## TEXTE DE LA PAGE
○ ○ ○

18 October 2009

Par la bouche

Deux personnes extra-lucides ou extra-sensibles si on veut, m’ont dit que je n’étais « pas bien incarnée ». Pour me donner corps sans doute j’ouvre grand la bouche et j’ingurgite rôtis, volailles, gigues et cuissots, et même des cuisseaux pour faire plaisir à tout le monde ; je sens descendre dans ma gorge pâtes et pâtées, des crèmes, des veloutés ; ruisseaux frais, bulles grondantes, breuvages tanniques, floraux, minéraux, des sauces et des purées ; attention à ne pas glisser, vous aussi qui me regardez, dans mon gosier.
J’ai peut-être gardé plus que d’autres la marque de l’époque où je découvrais tout par la bouche, où mes doigts sans aucun doute potelés me servaient de passe-plat. Tant que j’avale, je ne parle pas. Je respire, je digère, je régurgite ce que je n’ai pas pu digérer. Parler, c’est vomir un peu.

30 August 2009

Les histoires d'amour commencent bien

Entre les petites morts, des murmures
Et puis parjure, déconfiture.
Moi je préfère, éclaboussure, paire de chaussures, je les mets pour vous, je les ôte pour vous.
Et encore s’il vous plaît, des petites morts, et des murmures.

○ ○ ○

## DONNÉES FOURNIES
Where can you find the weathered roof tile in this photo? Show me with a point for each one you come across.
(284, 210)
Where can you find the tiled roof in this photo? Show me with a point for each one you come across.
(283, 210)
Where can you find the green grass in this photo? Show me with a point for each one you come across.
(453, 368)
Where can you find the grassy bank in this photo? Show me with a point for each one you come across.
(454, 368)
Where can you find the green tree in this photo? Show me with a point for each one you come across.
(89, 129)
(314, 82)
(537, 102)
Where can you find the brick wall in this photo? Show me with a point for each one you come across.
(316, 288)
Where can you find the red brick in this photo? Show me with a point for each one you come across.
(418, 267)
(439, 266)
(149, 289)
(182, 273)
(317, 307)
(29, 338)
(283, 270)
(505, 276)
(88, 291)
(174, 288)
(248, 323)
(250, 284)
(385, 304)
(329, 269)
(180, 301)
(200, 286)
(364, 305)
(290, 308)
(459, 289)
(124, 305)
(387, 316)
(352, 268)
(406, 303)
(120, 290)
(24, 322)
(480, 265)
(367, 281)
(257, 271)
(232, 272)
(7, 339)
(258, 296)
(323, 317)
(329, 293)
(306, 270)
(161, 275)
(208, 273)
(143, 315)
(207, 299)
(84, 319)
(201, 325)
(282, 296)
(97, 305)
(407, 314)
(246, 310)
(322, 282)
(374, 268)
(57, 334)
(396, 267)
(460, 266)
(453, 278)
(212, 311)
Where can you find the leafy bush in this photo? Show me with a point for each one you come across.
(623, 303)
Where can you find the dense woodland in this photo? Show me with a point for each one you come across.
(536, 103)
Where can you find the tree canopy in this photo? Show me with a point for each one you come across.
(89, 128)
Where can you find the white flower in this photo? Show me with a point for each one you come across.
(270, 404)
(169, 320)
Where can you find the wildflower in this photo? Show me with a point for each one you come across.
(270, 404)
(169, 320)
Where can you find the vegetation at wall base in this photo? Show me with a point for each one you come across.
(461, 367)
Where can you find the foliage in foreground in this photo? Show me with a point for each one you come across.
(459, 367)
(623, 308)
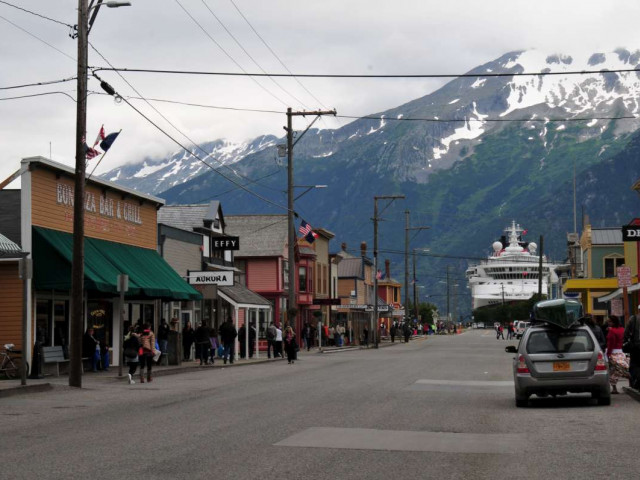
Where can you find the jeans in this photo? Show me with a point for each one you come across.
(229, 352)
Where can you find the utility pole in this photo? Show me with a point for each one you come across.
(406, 258)
(77, 267)
(292, 307)
(373, 331)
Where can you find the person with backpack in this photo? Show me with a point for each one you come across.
(228, 334)
(131, 346)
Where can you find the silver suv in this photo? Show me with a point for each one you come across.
(555, 361)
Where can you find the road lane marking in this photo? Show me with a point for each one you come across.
(398, 440)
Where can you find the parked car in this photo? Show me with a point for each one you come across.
(558, 355)
(521, 326)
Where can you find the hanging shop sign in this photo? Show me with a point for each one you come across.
(225, 243)
(223, 279)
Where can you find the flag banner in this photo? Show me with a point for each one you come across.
(108, 141)
(90, 152)
(100, 136)
(305, 228)
(310, 237)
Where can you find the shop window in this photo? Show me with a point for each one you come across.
(610, 266)
(302, 279)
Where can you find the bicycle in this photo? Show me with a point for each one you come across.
(7, 365)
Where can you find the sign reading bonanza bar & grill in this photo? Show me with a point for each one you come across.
(223, 279)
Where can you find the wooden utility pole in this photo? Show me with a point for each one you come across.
(292, 305)
(374, 331)
(77, 263)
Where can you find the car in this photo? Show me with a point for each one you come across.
(557, 356)
(520, 327)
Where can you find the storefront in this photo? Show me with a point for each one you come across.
(120, 238)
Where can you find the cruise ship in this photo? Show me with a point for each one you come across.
(511, 272)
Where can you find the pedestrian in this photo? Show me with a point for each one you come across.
(632, 336)
(271, 340)
(597, 332)
(188, 337)
(213, 342)
(163, 336)
(618, 365)
(228, 334)
(290, 344)
(147, 344)
(202, 343)
(131, 346)
(91, 348)
(278, 350)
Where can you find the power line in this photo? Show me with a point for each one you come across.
(38, 95)
(38, 84)
(171, 123)
(37, 38)
(249, 55)
(230, 57)
(264, 199)
(264, 42)
(371, 76)
(37, 14)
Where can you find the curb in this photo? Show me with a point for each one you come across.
(25, 389)
(632, 392)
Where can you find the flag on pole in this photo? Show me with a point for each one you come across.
(100, 136)
(90, 152)
(108, 141)
(305, 228)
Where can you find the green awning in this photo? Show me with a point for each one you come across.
(149, 275)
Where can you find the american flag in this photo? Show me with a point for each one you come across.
(305, 228)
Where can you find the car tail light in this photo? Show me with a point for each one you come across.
(601, 364)
(522, 365)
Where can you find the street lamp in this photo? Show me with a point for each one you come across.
(77, 262)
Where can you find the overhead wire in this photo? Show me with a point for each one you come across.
(37, 38)
(264, 42)
(230, 57)
(250, 56)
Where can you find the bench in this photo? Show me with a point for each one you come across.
(54, 355)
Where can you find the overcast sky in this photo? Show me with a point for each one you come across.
(327, 37)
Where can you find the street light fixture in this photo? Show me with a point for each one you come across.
(77, 262)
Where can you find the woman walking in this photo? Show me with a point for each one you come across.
(131, 346)
(147, 344)
(618, 364)
(290, 344)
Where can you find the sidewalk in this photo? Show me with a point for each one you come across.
(13, 387)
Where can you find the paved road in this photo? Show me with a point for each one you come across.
(437, 408)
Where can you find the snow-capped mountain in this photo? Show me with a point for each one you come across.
(157, 175)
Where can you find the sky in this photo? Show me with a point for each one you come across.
(328, 37)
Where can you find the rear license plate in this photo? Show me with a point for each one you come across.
(561, 366)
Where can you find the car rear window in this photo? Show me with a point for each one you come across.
(559, 341)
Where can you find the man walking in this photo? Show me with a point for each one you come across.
(271, 340)
(228, 334)
(632, 335)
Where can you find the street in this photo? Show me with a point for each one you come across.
(441, 407)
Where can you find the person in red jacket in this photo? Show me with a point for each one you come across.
(618, 365)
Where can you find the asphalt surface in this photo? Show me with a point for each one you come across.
(436, 408)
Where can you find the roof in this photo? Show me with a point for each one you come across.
(241, 296)
(26, 162)
(184, 217)
(260, 235)
(350, 267)
(8, 248)
(606, 236)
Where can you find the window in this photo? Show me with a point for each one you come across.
(611, 264)
(302, 279)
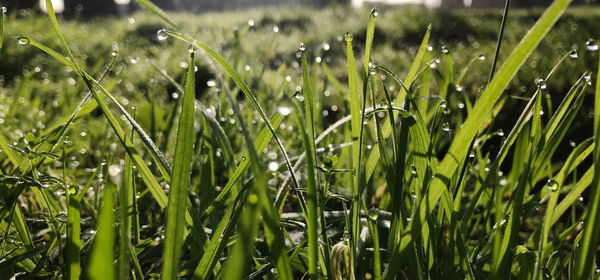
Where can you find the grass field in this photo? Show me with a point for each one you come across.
(298, 143)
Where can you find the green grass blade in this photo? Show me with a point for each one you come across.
(355, 128)
(155, 10)
(101, 261)
(182, 165)
(240, 83)
(308, 139)
(369, 39)
(584, 262)
(458, 148)
(2, 12)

○ ○ ○

## ÉNONCÉ 1
D'après le texte de la page, à quoi revient le fait de parler ?
## ÉNONCÉ 2
Repérez toutes les lignes des données qui contiennent la chaîne « road », puis recopiez-les.

## RÉSULTAT 1
Parler, c'est vomir un peu.

## RÉSULTAT 2
Where can you find the road lane marking in this photo? Show me with a point for each one you come across.
Where can you find the paved road in this photo? Show me with a point for each one you come across.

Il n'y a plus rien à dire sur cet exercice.